>> Start

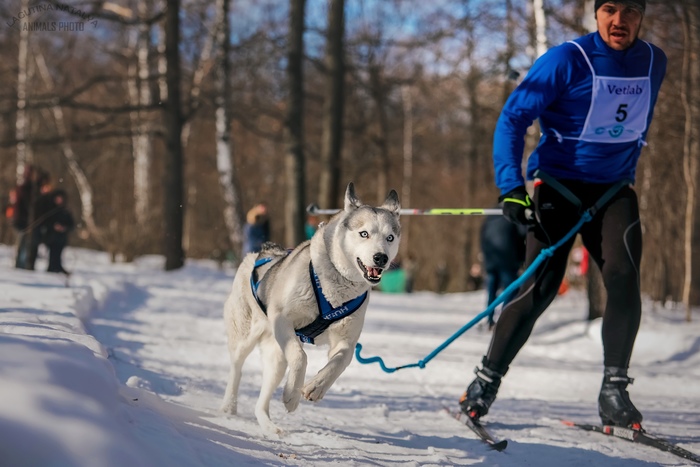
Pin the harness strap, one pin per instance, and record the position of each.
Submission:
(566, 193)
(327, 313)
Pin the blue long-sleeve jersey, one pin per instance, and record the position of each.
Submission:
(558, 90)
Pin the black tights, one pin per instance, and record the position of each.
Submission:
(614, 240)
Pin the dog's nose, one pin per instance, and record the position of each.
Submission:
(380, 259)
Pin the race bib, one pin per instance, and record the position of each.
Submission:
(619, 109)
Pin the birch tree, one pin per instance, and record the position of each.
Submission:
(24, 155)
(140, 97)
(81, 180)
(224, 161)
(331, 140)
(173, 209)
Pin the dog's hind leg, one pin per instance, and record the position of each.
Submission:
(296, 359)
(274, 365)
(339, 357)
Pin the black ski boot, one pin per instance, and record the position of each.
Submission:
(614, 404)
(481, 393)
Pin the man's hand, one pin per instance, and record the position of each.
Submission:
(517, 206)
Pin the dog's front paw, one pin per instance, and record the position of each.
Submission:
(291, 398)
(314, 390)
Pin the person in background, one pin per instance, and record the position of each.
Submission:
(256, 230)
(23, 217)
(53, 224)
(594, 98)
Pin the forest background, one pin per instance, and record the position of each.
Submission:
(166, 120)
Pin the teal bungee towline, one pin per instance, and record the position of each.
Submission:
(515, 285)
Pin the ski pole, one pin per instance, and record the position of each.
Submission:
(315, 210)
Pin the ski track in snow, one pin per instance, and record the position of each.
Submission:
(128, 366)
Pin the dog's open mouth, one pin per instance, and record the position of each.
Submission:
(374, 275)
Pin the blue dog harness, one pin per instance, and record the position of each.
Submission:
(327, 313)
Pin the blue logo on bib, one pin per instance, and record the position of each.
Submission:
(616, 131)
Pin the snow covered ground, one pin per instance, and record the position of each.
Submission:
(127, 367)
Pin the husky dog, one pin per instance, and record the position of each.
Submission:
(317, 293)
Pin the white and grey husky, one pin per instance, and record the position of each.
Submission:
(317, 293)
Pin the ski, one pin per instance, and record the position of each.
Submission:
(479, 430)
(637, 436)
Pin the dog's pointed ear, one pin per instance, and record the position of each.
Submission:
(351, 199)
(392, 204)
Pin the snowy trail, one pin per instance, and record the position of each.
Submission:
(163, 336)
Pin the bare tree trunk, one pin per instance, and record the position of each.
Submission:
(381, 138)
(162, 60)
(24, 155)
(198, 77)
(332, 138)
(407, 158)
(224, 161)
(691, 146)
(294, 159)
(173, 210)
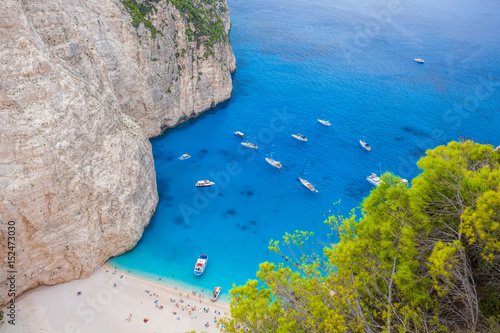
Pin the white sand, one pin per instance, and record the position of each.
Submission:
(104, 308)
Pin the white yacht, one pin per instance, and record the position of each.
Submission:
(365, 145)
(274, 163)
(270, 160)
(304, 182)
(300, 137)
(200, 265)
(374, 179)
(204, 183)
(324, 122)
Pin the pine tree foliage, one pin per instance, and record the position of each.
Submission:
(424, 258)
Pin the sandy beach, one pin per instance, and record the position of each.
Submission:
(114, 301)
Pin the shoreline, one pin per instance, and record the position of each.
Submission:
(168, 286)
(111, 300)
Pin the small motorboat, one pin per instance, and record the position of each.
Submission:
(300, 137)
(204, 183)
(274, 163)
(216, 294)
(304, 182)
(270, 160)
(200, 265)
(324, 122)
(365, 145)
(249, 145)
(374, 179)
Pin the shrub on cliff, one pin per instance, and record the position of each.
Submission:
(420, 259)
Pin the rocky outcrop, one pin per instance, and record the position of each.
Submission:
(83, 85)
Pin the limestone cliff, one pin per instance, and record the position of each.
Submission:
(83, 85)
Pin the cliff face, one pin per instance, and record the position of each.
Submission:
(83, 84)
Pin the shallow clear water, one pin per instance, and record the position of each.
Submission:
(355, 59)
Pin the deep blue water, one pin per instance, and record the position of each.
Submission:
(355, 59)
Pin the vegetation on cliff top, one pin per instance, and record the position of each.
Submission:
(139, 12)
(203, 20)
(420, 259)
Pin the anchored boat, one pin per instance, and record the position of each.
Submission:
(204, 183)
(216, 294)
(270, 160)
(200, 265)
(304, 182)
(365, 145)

>> End

SHORT PROBLEM: Exclude the pictures and transcribe all of the entries exactly.

FINISHED TASK:
Pin the harness strap, one pin per instance, and record the position of each.
Submission:
(566, 193)
(327, 313)
Pin the blue long-sleeve jersey, one pin per instance, and record the position of each.
Submission:
(558, 90)
Pin the black tights, one pin per instance, and record the position of each.
Submission:
(614, 240)
Pin the dog's nose, one pin per instance, and record the position of each.
Submission:
(380, 259)
Pin the race bib, one pin per instance, and record the position of each.
Submission:
(619, 109)
Pin the birch tree, one pin per instance, and record the position of each.
Submission:
(24, 155)
(140, 97)
(81, 180)
(224, 161)
(331, 140)
(173, 209)
Pin the dog's hind leg, one pin per instance, and record the position of each.
Submission:
(296, 359)
(274, 365)
(339, 357)
Pin the black ski boot, one pin per instance, and record the position of each.
Submission:
(614, 404)
(481, 393)
Pin the man's hand, one pin per instance, and record the position of each.
Submission:
(517, 206)
Pin the dog's front paw, one pin per instance, and record the position of each.
Submission:
(291, 398)
(314, 390)
Pin the person in background, one pin per instance, and record the position of each.
Submission:
(256, 230)
(23, 217)
(53, 224)
(594, 98)
Pin the forest background, one pin per instance, and record the position of each.
Submission:
(166, 120)
Pin the teal bungee towline, one pin per instance, and record the position of each.
Submission:
(515, 285)
Pin the ski pole, one pin per instance, and record the position of each.
Submission:
(315, 210)
Pin the ski track in snow, one pin per instance, and record the position of each.
Submission:
(128, 366)
Pin the dog's open mouth, one pin per instance, and record the position of each.
Submission:
(374, 275)
Pin the blue dog harness, one pin per instance, and record the position of each.
Submission:
(327, 313)
Pin the blue logo on bib, one pin per instance, and record the position of each.
Submission:
(616, 131)
Pin the snow covered ground, one pin per instance, and record the position of each.
Submission:
(127, 367)
Pin the husky dog, one pin per instance, and record the position of each.
Submission:
(317, 293)
Pin the white and grey husky, one pin per instance, and record the position of each.
Submission:
(317, 293)
Pin the ski, one pin per instance, and record the position of each.
Submission:
(479, 430)
(637, 436)
Pin the dog's pointed ear, one pin per instance, and record the position of each.
Submission:
(351, 199)
(392, 204)
Pin the snowy trail, one pin per instance, and record the position of each.
Submission:
(163, 336)
Pin the bare tree trunk, one pin per instance, and record the position of each.
Submission:
(381, 138)
(162, 60)
(24, 155)
(198, 77)
(332, 138)
(407, 158)
(224, 161)
(691, 146)
(294, 159)
(173, 210)
Pin the white sand, one pin per instance, and record the position of each.
Submission:
(104, 308)
Pin the white yacht, one pin per instance, and record the position of each.
Submission:
(365, 145)
(274, 163)
(270, 160)
(304, 182)
(300, 137)
(200, 265)
(374, 179)
(204, 183)
(324, 122)
Pin the pine tree foliage, one pin per instance, and record the position of each.
Submission:
(424, 258)
Pin the sandy beach, one pin per instance, and record the position of each.
Submission:
(114, 301)
Pin the shoreline, one pin per instance, and record the position of each.
Submission:
(168, 286)
(111, 300)
Pin the small motorboat, one pin per instance, and record the position of each.
Submission:
(300, 137)
(204, 183)
(274, 163)
(216, 294)
(304, 182)
(270, 160)
(200, 265)
(324, 122)
(365, 145)
(249, 145)
(374, 179)
Pin the shrub on cliff, one pin per instance, and record the position of each.
Submission:
(420, 259)
Pin the rocky outcrop, one pin per instance, and record the position of each.
Submission:
(83, 85)
Pin the limestone cliff, one pin per instance, and record the position of each.
Submission:
(83, 85)
Pin the cliff face, one pin per instance, and record the position of each.
Submission:
(83, 84)
Pin the shallow clear water, one pin per instance, and record the position of each.
Submission:
(355, 59)
Pin the deep blue water, one pin per instance, and record the position of each.
Submission:
(355, 59)
Pin the vegetation on cliff top, one pin per instance, and record the position of each.
Submission:
(139, 12)
(203, 20)
(420, 259)
Pin the anchored boat, one pin per instance, and record the position of each.
Submission:
(204, 183)
(216, 294)
(270, 160)
(200, 265)
(304, 182)
(365, 145)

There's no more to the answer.